(REQUIRED WORK) Can you write out all of the material below word for word, keeping every line unchanged?

(ENTRIES)
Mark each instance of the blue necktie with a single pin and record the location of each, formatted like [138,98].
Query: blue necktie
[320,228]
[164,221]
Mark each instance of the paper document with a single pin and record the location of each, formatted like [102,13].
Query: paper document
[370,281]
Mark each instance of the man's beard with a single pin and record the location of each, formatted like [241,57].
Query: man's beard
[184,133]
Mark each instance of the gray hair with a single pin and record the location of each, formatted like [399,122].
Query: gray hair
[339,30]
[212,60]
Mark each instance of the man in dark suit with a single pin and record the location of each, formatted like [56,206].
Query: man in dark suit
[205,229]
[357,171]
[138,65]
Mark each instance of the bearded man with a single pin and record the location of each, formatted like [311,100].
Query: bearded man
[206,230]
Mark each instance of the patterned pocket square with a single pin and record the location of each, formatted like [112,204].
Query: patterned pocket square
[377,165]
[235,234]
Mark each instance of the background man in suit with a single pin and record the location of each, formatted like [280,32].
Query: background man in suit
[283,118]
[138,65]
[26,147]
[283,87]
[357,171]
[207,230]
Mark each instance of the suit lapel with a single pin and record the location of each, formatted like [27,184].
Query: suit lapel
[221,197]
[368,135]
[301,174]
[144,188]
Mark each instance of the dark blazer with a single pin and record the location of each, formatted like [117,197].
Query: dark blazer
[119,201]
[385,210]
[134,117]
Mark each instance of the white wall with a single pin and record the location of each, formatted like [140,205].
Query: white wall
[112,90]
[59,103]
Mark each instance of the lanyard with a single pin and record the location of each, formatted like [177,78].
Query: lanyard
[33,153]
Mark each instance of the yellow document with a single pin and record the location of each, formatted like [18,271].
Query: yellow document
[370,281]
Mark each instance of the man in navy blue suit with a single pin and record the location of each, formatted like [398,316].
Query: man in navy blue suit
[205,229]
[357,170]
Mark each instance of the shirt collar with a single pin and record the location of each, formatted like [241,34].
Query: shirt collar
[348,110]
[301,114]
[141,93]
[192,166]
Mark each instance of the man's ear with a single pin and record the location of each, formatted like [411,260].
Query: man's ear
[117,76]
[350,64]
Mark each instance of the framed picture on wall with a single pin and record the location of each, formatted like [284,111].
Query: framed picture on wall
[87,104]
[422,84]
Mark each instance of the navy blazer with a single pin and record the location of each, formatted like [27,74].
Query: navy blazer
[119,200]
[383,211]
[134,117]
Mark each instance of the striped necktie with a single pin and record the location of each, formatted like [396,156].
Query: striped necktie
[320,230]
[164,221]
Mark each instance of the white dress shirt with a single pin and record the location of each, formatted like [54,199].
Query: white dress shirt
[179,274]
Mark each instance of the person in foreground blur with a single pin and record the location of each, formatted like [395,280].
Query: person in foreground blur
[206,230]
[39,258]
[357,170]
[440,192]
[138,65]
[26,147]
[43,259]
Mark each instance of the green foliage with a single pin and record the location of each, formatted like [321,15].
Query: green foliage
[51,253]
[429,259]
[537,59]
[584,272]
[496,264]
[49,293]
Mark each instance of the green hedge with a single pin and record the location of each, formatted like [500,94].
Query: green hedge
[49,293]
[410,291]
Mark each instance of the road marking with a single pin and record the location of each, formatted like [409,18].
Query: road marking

(RESPONSE TO THE EXERCISE)
Mark each instance of the blue necktie with a single pin and record the location of each, formatted like [138,98].
Query: blue necktie
[320,228]
[164,221]
Mark each instance of the paper document with a single pin and record the location of each, formatted like [102,13].
Query: paper document
[370,281]
Mark each instance of the man's beard with a single pin and record the location of each, formatted like [241,57].
Query: man's beard
[184,133]
Mark each instance of the gray hair with a single pin and record the location of each, formatted like [399,122].
Query: gray hair
[339,30]
[212,60]
Mark each instance of the man in dark suit with a single pin and record the location of each, formatted like [56,206].
Query: man in dark suit
[205,229]
[357,171]
[138,65]
Mark each instance of the bearded man with a single pin and record the location of each, formatted like [311,100].
Query: bearded man
[206,230]
Mark each instance of the patterned pocket square with a single pin and record the location of each, formatted like [112,204].
Query: patterned pocket square
[377,165]
[235,234]
Mark each instance of the background man in suit with a single pin and record the location of each, formatted like [280,32].
Query: background man in suit
[283,118]
[138,65]
[26,147]
[283,87]
[357,171]
[207,230]
Mark each instance of the suit lapel with a single pin and record the location of each, formatted like [27,184].
Query: suit lapel
[221,197]
[368,135]
[301,174]
[144,188]
Mark each instance of the dark blazer with a single pin and record the location of each, formatted like [117,197].
Query: dark blazer
[119,201]
[385,210]
[134,117]
Mark each instance of the white wall with a single pin and record the location of each, formatted like [140,205].
Query: white wall
[112,90]
[59,103]
Mark each instance of the lanyard with a single pin and record the location of each, formatted like [177,78].
Query: lanyard
[33,153]
Mark each instance of the yellow document with a single pin and record the location of each, formatted like [18,271].
Query: yellow document
[370,281]
Mark each instance of the man in navy blue suit with a single pin and record the location of each, formatted like [398,316].
Query: man in navy blue suit
[205,229]
[357,170]
Mark each instance of the shirt collar with a single pin and record the location of each, formatted like [241,34].
Query: shirt collar
[348,110]
[301,114]
[141,93]
[192,166]
Mark each instance of the man's ear with a single pin and record the location of each, formatted like [411,260].
Query: man's ear
[117,76]
[350,64]
Mark each instance of the framed picture on wall with a single pin and record the location of each, formatted like [284,111].
Query: framed picture on wall
[87,104]
[422,84]
Mark each instance of the navy blazer with a single pin and record the location of each, formatted like [27,74].
Query: navy blazer
[119,200]
[383,211]
[134,117]
Mark each instance of the striped necktie with a single pin and record the location of each, formatted like [396,156].
Query: striped necktie
[320,230]
[164,221]
Mark each instance of the white dress shirt with a single pin and record the location of each, formatted like [54,199].
Query: white dress shirt
[179,274]
Mark each instance of the person in foreground blur with a single pin and record the location of each, formatted like [395,280].
Query: person in foreground blur
[206,230]
[39,258]
[357,170]
[440,192]
[138,65]
[26,147]
[43,259]
Mark each instance of the green foliage with a single pin and record the location of each, formatted like [321,15].
Query: green foliage
[51,253]
[429,259]
[537,59]
[584,272]
[496,264]
[49,293]
Mark each instance of the green hedge with a single pin and record the location of each, formatted like [500,94].
Query: green hedge
[49,293]
[410,291]
Mark each instance of the road marking with a single pin and record the location of each, formatted like [409,18].
Query: road marking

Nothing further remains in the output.